He spent his career as a principal at Payette Associates in Boston, except for a year teaching at the University of Toronto. His design work focused on health care buildings such as Leonard Morse Hospital in Natick, on which he collaborated with Tom Payette, the firm’s namesake.

Among Mr. Wilson’s other key buildings were a hospital in Athens, Ga., Jordan Hospital in Plymouth, and the Johns Hopkins Outpatient Center in Baltimore — “the first freestanding outpatient building in the United States,” Kevin Sullivan, Payette’s current president, said in an interview.

Mr. Wilson was a modernist who “loved to experiment with color, so his buildings were filled with color and natural light,” Sullivan added in an e-mail. “He brought humanity and high design to health care.”

John Leslie Wilson was born on April 3, 1941, in Spokane, Wash., and grew up in nearby Cheney, the son of Martha Leetsch and Victor Wilson.

After graduating from Cheney High School, Mr. Wilson went to Harvard College. “To get to Cambridge from my small town in eastern Washington in the fall of ’58, I took my first plane ride,” he wrote in the 50th anniversary report of his Harvard class. “There was a lot of landing and taking off — four stops in Montana alone.”

He received a bachelor’s degree from Harvard in 1962 and a master’s in architecture four years later from the Harvard Graduate School of Design.

In 1964, he married Mari Ziegler, an attorney currently with the Morgan Lewis firm in Boston.

“He was wonderful,” she said. “He was a man of all parts.”

During his summers as a youth in eastern Washington, he worked on road crews. As a college undergraduate, he was a janitor at Harvard’s health services. While he was in graduate school, psychologist and psychedelic drug advocate Timothy Leary tried to persuade him to set aside architecture and pursue psychology, Mari said.

Mr. Wilson was an avid reader whose packed floor-to-ceiling bookshelves in his Newton dining room were the envy of friends and colleagues.

Intellectually or physically, very little seemed beyond the reach of Mr. Wilson, who was 6-foot-4. At home, he did the plumbing. At the family’s vacation place on Cape Cod, he put a new roof on the barn.

“Wherever he went, he became immersed in where he was,” his wife said of his projects around the world. “He had the most incredible respect for the people he was working with.”

Such was the case in Boston when he founded the Task Force to End Homelessness.

“It was like the heavens had parted and he showed up to help us,” Dr. Jim O’Connell, president of Boston Health Care for the Homeless, said of Mr. Wilson’s work on the agency’s Barbara McInnis House respite facility in Boston.

▶ Directions
**a)** Print the part of the architect's obituary between "He received a" and "psychology, Mari said.", inclusive.
**b)** Give what follows the last sentence of the architect's obituary, continuing it from there.
The rows that come next have no connection to the obituary text.

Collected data
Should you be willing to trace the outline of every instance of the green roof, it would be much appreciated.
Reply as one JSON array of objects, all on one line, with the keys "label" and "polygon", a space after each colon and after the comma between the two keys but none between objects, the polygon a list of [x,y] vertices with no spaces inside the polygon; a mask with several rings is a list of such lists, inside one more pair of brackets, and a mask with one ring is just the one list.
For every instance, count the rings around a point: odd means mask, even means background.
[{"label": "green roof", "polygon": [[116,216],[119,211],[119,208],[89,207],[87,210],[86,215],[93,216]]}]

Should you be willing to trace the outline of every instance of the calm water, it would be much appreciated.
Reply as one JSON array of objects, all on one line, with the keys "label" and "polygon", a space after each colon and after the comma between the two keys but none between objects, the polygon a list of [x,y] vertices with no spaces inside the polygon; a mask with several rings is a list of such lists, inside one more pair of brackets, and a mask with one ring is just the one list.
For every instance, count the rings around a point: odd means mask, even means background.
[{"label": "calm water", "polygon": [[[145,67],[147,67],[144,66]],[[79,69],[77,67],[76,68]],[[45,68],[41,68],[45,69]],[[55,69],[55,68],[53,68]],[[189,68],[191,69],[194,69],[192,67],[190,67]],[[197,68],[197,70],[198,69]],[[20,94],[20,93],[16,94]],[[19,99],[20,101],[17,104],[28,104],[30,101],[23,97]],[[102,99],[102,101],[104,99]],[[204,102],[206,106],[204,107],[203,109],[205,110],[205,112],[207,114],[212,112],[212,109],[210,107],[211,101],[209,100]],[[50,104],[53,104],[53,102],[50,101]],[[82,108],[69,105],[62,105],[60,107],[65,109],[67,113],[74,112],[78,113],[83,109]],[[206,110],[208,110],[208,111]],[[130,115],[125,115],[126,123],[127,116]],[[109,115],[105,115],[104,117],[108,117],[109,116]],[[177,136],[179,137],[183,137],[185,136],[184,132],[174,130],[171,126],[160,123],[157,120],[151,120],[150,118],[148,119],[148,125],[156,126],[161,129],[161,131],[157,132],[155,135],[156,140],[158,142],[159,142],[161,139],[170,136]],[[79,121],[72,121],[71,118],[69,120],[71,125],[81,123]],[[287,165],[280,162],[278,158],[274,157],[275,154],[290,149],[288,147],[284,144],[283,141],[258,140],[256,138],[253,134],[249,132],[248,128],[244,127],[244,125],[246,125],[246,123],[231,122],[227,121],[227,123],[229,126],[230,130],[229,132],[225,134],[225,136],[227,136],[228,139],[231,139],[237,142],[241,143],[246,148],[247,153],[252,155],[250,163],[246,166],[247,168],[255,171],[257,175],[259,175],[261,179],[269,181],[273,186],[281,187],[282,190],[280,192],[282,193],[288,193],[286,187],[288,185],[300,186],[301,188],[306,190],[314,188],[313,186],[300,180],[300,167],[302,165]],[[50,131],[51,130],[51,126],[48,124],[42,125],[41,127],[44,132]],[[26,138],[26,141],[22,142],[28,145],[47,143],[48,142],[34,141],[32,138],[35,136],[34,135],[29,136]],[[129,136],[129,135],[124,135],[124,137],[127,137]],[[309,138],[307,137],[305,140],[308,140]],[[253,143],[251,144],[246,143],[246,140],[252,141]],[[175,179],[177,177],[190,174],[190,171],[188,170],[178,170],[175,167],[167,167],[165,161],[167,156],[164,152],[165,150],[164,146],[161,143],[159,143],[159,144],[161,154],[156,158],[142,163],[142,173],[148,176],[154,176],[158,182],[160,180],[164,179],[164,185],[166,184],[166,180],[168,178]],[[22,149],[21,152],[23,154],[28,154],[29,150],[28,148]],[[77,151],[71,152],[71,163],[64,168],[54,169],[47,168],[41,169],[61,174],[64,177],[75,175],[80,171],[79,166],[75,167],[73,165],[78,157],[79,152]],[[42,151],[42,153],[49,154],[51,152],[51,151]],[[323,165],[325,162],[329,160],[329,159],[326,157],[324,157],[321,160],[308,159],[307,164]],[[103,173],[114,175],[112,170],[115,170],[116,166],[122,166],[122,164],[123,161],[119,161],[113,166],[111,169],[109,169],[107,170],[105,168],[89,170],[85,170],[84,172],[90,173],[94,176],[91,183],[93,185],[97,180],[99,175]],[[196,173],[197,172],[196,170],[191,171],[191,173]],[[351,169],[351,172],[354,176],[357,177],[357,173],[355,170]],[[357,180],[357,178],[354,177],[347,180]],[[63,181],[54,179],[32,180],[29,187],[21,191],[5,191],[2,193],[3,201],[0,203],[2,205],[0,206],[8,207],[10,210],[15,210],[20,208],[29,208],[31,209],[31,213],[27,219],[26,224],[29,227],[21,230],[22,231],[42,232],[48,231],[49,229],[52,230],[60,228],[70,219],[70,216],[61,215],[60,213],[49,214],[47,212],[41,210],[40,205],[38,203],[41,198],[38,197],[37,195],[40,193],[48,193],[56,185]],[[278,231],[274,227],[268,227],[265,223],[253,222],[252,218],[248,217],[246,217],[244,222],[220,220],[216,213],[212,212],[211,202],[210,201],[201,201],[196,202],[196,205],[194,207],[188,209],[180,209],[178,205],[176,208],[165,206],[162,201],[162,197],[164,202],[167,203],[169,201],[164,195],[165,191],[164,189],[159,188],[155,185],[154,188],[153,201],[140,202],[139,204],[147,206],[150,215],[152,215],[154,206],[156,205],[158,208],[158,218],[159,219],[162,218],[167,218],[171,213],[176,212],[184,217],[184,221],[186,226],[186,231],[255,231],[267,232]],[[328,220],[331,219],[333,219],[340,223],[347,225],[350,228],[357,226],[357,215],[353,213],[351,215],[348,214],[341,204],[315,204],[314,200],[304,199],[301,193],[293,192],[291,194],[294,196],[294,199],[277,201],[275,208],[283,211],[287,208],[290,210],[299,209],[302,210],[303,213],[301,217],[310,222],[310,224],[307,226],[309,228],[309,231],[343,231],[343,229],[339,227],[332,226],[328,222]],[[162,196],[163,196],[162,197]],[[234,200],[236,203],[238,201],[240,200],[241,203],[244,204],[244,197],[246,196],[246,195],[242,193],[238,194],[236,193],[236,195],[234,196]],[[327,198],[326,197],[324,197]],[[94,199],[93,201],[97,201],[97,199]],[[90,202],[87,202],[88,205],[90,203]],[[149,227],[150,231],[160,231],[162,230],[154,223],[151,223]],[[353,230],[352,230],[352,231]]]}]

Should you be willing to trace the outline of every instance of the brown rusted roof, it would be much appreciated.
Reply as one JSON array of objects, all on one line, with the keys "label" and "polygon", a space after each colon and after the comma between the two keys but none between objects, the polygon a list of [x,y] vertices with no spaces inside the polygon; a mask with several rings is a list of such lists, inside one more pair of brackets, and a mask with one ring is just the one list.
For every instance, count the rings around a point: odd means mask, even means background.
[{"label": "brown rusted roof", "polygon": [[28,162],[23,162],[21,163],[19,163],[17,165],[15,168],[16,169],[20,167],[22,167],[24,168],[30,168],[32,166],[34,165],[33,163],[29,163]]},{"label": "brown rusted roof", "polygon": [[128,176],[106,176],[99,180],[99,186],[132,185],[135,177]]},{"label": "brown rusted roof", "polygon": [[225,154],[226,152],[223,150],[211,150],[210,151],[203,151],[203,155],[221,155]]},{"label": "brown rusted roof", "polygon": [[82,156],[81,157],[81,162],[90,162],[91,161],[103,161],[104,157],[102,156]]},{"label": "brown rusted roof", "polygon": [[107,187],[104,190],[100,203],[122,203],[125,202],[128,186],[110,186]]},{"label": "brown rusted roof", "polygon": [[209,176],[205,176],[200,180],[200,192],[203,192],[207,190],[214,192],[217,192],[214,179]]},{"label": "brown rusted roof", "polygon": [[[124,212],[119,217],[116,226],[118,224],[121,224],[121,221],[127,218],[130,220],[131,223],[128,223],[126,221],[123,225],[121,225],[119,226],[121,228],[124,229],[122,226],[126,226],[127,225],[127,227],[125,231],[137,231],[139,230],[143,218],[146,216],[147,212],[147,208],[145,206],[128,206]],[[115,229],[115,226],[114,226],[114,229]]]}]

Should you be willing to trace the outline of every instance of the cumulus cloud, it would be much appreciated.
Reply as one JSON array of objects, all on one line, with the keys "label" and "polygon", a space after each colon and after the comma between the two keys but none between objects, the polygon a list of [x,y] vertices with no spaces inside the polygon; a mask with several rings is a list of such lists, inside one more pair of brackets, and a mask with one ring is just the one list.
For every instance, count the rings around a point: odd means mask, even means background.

▶ Responses by task
**a)**
He received a bachelor’s degree from Harvard in 1962 and a master’s in architecture four years later from the Harvard Graduate School of Design.

In 1964, he married Mari Ziegler, an attorney currently with the Morgan Lewis firm in Boston.

“He was wonderful,” she said. “He was a man of all parts.”

During his summers as a youth in eastern Washington, he worked on road crews. As a college undergraduate, he was a janitor at Harvard’s health services. While he was in graduate school, psychologist and psychedelic drug advocate Timothy Leary tried to persuade him to set aside architecture and pursue psychology, Mari said.

**b)**
“With very little money he made that place look like home,” O’Connell said. “John really knew how to turn an old tired building into a dignified place for homeless people.”

According to the task force’s history, its other projects included work with the Casa Nueva Vida shelter for homeless families in Boston; The Second Step organization in Newton, which assists those who have experienced domestic violence; and Bridge Over Troubled Waters in Boston, which works with runaways.

Mr. Wilson was a fellow of the American Institute of Architects. In 1996, the organization recognized his task force work by honoring him with its Whitney M. Young Jr. Award, named for a civil rights leader in the architecture field.

The institute praised Mr. Wilson for applying “design-thinking beyond the architect’s studio” as he “assembled multidisciplinary teams to solve specific problems, from a cash-strapped church building a soup kitchen to a bank opening a drop-in center for people experiencing homelessness.”

In addition to his wife, Mr. Wilson leaves their daughter, Victoria, and son, Sam, both of Newton, and his sister, Nancy Cashon of Spokane.

Plans for a service are incomplete at this time.

“For me, design certainly has moral or ethical overtones for our society,” Mr. Wilson told the Globe in 1996.

In his writings, he advocated for diversity in the workplace and diversity in the projects design firms choose to pursue.

And though Mr. Wilson was stoic as his health declined due to cancer diagnoses and other ailments, he was never silent about his advocacy for the poor.

“What is missing,” he once wrote, “is the outrage that this situation of poverty and homelessness can exist in the richest country in the history of the world.”